• [PROMPT 1]:
In the passage on activity-based protein profiling, who proposed and demonstrated that method?
• [PROMPT 2]:
From the passage on activity-based protein profiling, reproduce word for word the part that opens with "STRATEGIES FOR DESIGNING" and closes with "activity-based protein profiling.".

(PASSAGE SHOWN)

While conventional proteomic profiling techniques have focused on monitoring system-wide protein expression levels, directly assessing the functional state of proteins in a living organism requires alternative profiling methods that measure enzymatic activity because this activity is closely correlated with protein function. Small-molecule probes have been extensively used during biological study. Unlike molecular biology-based methods, such as RNAi or antibody-based probes, small molecules often lack specificity. However, the interaction partners of small molecules are not random. Instead, the structure and functional groups are recognized by specific proteins with similarities at any sequence level, 3D structure, enzyme intermediates, etc (21,22). To capitalize on the properties of small molecules, Cravatt and Sorensen proposed and demonstrated activity-based protein profiling (ABPP) (23-25). ABPP is a chemical proteomic strategy that utilizes small-molecule probes to form covalent bonds at the active site of an enzyme and profile the functional state of the intact enzyme. Several excellent reviews have described this principle and the early work (26-28). In this review, we will focus on the development of strategies for activity-based probe (ABP) and will highlight recent progress.

 

STRATEGIES FOR DESIGNING ACTIVITY-BASED PROBE (ABP)

ABPs are small-molecule probes that make covalent bonds to target proteins and are employed by means of visualization or enrichment. Since the first rationally designed ABP was reported (29), various functional groups have been exploited to modulate target enzyme classes, generating several categories (27,30). Here, we classify three ABP designing strategies (Fig. 1).

Fig. 1.Three strategies to design activity-based probes and general workflow of activity-based protein profiling.

(End PASSAGE SHOWN)
(RECORDED INFORMATION)

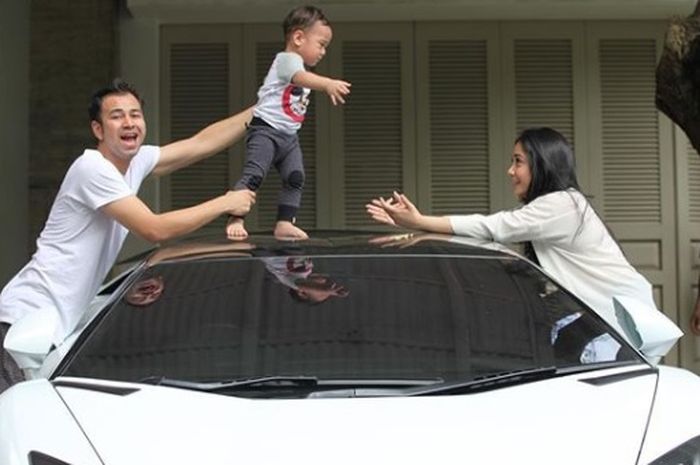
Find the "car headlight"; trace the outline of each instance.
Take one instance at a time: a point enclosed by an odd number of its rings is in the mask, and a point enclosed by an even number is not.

(End RECORDED INFORMATION)

• [ANSWER SPACE 1]:
Cravatt and Sorensen.

• [ANSWER SPACE 2]:
STRATEGIES FOR DESIGNING ACTIVITY-BASED PROBE (ABP)

ABPs are small-molecule probes that make covalent bonds to target proteins and are employed by means of visualization or enrichment. Since the first rationally designed ABP was reported (29), various functional groups have been exploited to modulate target enzyme classes, generating several categories (27,30). Here, we classify three ABP designing strategies (Fig. 1).

Fig. 1.Three strategies to design activity-based probes and general workflow of activity-based protein profiling.